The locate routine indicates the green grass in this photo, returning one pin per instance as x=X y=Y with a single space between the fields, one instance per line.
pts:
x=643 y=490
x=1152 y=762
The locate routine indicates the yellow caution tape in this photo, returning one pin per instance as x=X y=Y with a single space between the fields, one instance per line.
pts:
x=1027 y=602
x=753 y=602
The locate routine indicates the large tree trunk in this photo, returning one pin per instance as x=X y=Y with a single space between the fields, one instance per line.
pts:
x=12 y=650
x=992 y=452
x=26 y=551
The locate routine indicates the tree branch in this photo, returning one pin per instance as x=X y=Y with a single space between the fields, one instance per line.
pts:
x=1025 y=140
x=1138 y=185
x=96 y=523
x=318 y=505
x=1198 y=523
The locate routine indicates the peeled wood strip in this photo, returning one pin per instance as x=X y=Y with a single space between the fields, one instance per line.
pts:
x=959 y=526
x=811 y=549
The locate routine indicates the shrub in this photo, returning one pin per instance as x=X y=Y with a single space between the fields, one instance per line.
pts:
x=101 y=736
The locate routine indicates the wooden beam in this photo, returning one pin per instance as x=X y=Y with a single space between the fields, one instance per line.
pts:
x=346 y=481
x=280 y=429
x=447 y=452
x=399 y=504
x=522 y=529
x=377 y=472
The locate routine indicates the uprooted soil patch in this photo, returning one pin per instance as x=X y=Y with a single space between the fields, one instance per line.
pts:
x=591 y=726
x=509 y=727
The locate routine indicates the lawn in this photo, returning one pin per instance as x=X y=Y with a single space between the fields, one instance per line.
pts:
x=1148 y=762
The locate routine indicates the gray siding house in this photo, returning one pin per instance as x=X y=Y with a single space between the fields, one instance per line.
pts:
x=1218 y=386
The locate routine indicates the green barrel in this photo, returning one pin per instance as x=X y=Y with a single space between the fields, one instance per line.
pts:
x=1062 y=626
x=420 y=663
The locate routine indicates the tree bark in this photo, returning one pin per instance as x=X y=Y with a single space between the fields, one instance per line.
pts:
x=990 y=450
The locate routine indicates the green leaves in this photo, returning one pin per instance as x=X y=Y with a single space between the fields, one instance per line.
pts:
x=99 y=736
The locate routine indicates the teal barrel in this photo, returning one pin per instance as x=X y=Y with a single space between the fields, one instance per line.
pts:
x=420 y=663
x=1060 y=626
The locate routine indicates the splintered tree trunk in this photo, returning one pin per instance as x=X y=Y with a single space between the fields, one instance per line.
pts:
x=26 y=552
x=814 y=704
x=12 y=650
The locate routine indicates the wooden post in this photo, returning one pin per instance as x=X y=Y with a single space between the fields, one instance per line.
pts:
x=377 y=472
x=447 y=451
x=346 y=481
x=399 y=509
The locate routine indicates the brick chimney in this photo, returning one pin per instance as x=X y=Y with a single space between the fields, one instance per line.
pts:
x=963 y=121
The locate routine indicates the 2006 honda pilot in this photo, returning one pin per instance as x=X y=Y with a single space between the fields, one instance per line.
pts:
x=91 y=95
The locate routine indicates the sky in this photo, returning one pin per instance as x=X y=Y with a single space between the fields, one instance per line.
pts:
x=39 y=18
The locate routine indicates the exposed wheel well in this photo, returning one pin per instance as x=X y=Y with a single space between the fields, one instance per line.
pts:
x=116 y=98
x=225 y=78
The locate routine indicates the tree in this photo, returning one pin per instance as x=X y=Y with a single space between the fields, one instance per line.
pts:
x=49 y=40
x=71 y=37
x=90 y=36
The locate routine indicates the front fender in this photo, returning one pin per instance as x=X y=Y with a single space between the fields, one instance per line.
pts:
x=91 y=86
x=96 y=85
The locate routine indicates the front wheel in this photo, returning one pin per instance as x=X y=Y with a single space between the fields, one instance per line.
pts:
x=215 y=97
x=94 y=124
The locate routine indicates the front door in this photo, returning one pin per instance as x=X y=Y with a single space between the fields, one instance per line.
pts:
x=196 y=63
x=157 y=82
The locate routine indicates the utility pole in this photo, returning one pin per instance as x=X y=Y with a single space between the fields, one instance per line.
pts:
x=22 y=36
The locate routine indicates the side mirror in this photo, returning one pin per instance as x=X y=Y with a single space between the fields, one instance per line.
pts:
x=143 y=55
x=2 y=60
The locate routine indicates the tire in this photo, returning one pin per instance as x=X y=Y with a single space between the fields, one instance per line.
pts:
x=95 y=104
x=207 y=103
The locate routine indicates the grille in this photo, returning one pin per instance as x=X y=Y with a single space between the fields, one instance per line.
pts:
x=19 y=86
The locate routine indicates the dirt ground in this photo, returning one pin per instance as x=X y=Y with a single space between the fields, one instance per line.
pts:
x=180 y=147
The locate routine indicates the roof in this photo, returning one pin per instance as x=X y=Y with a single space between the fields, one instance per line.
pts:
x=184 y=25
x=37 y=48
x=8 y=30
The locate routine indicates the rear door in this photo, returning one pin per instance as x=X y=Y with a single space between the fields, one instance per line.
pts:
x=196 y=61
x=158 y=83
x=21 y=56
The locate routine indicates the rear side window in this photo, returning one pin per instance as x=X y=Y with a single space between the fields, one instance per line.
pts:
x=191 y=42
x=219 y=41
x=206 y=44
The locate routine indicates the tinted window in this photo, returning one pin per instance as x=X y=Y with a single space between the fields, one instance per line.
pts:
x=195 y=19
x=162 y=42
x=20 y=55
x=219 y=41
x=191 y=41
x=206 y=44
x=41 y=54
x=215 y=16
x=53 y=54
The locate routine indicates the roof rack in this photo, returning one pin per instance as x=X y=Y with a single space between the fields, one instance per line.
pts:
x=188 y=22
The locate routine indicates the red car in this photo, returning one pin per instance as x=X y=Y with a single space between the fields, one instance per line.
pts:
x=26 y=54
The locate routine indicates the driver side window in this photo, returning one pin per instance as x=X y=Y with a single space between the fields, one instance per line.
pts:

**What is required**
Please format all of the material above as a numbered list, leaving out any blank lines.

**Output**
1. The locate routine indicates the green grass in this photo, returning one pin per instance as x=X y=Y with a single space between the fields, one instance per line.
2. pts:
3. x=643 y=490
4. x=1152 y=762
5. The locate routine indicates the yellow caution tape in this photo, returning one pin per instance as x=X y=Y with a single space between the fields, one instance per line.
6. pts:
7. x=1027 y=602
8. x=753 y=602
9. The locate routine indicates the large tree trunk in this photo, returning one pin per instance as x=X y=Y with a single space between the fields, one instance per line.
10. pts:
11. x=12 y=650
12. x=992 y=452
13. x=26 y=551
14. The locate routine indicates the tree branch in this photo, returning one pin per instance as x=X y=Y with a single space between the fields, one instance per line.
15. pts:
16. x=1025 y=140
17. x=1138 y=185
18. x=96 y=523
19. x=318 y=505
20. x=1198 y=523
21. The locate routine indicates the peeled wood strip in this photo, returning one pin per instance as x=X y=Y with a single space between the fields, one instance per line.
22. pts:
23. x=959 y=526
24. x=811 y=549
25. The locate routine indicates the shrub in this photo, returning one pin per instance as x=X y=Y with a single space between the fields, one instance per line.
26. pts:
27. x=101 y=736
28. The locate routine indicates the wooden beam in this photo, returning one pin per instance as x=X y=Y with a single space between the fields, one instance per line.
29. pts:
30. x=346 y=481
31. x=280 y=429
32. x=447 y=452
33. x=399 y=504
34. x=522 y=529
35. x=377 y=472
36. The locate routine indicates the uprooted soil patch in this photo, returning one pin per instance as x=X y=Y with a single space between the fields, one instance per line.
37. pts:
38. x=591 y=726
39. x=509 y=727
40. The locate routine indicates the lawn in this photo, returning one pin per instance as x=X y=Y with a single space between the fields, one instance per line.
41. pts:
42. x=1148 y=762
43. The locate routine indicates the gray siding house in this photo, returning one pin per instance as x=X y=Y with a single space between the fields, one instance per line.
44. pts:
45. x=1218 y=386
46. The locate routine indicates the green barrel in this photo, returning one pin per instance as x=X y=Y with a single space between the fields, one instance per line.
47. pts:
48. x=1062 y=626
49. x=420 y=663
50. The locate routine indicates the tree bark in this photo, returning one pin per instance as x=X y=Y with a single space between the fields, one instance per line.
51. pts:
52. x=990 y=450
53. The locate routine indicates the green leaves in this photo, returning one pin per instance as x=X y=Y with a single space between the fields, one instance per line.
54. pts:
55. x=99 y=736
56. The locate routine indicates the teal barrel in this photo, returning one pin per instance as x=X y=Y with a single space between the fields, one instance per line.
57. pts:
58. x=420 y=663
59. x=1060 y=626
60. The locate routine indicates the splintered tree trunk in this photo, returning one pin per instance as x=X y=Y with a single space between the fields, one instance per line.
61. pts:
62. x=26 y=552
63. x=814 y=704
64. x=12 y=650
65. The locate routine indicates the wooden post in this photo, returning one pin per instance as x=X y=Y with a single space between the fields, one instance per line.
66. pts:
67. x=377 y=472
68. x=447 y=451
69. x=346 y=481
70. x=399 y=509
71. The locate routine indicates the brick chimney in this photo, returning one pin per instance as x=X y=Y with a single space between the fields, one instance per line.
72. pts:
73. x=963 y=121
74. The locate routine indicates the 2006 honda pilot in this photo, returning one pin per instance as x=X y=Y with a single space between the fields, one instance per line.
75. pts:
76. x=91 y=95
77. The locate routine indicates the sky in this photo, returning one pin per instance as x=X y=Y with a single space between the fields, one instance per line.
78. pts:
79. x=39 y=18
80. The locate routine indicates the exposed wheel well in this photo, returning one pin per instance as x=X y=Y with a single space between the fields, one instance per line.
81. pts:
82. x=116 y=98
83. x=225 y=78
84. The locate routine indicates the tree in this photo, returning one pin per instance as x=X y=Y with a single space between the fields, one instance per line.
85. pts:
86. x=49 y=40
87. x=71 y=37
88. x=90 y=36
89. The locate routine indicates the front fender in this photo, returning one pin per instance as x=X y=Y with a single space between the fields, one instance per line.
90. pts:
91. x=91 y=86
92. x=96 y=85
93. The locate routine indicates the front wheel in this photo, returning one pin per instance as x=X y=Y with a single space between the fields, one instance per line.
94. pts:
95. x=215 y=97
96. x=94 y=124
97. The locate routine indicates the front door in this photo, returning one pin per instance as x=X y=Y with a single space between the fields, one instance per line.
98. pts:
99. x=196 y=63
100. x=157 y=82
101. The locate routine indicates the utility pole in this photo, returning one pin per instance as x=X y=Y with a single space between the fields, one instance per line.
102. pts:
103. x=22 y=36
104. The locate routine indicates the side mirror in this photo, returning one pin per instance as x=X y=Y with a single space between the fields, one instance per line.
105. pts:
106. x=143 y=55
107. x=2 y=60
108. The locate routine indicates the tire in this photo, returning one pin per instance as x=X y=Y with a single space between the fields, one instance per line.
109. pts:
110. x=95 y=104
111. x=207 y=103
112. The locate routine indicates the grille in this photo, returning one pin per instance as x=X y=Y with a single space between the fields, one instance per line.
113. pts:
114. x=19 y=86
115. The locate routine indicates the dirt ground in this photo, returning one pin per instance as x=X y=Y with a single space between the fields, one instance per line.
116. pts:
117. x=180 y=147
118. The locate routine indicates the roof in this photo, returning one pin per instance as x=X y=Y with a single space between the fields, one instance per line.
119. pts:
120. x=184 y=25
121. x=37 y=48
122. x=8 y=30
123. The locate routine indicates the rear door in this photo, returning one pin per instance as x=X y=Y with a single space between the fields, one instance per line.
124. pts:
125. x=196 y=61
126. x=158 y=83
127. x=21 y=56
128. The locate routine indicates the rear side window in this photo, returning one pin per instance as x=X y=Y with a single space between the fields, one instance per line.
129. pts:
130. x=191 y=42
131. x=219 y=41
132. x=206 y=44
133. The locate routine indicates the tinted window in this photo, returning one pin per instance as x=X y=Y with a single space between the fields, one instance per line.
134. pts:
135. x=195 y=19
136. x=162 y=42
137. x=20 y=55
138. x=219 y=41
139. x=191 y=41
140. x=206 y=44
141. x=41 y=54
142. x=215 y=16
143. x=53 y=54
144. The locate routine indicates the roof rack in this photo, returning one pin per instance as x=X y=Y with a single space between the fields, one instance per line.
145. pts:
146. x=188 y=22
147. The locate routine indicates the red car in this photo, returning one pin per instance as x=X y=Y with a single space between the fields, one instance per line.
148. pts:
149. x=26 y=54
150. The locate routine indicates the driver side window in this photo, returning one pin per instance as x=X y=Y with a single space between the fields, one instance per line.
151. pts:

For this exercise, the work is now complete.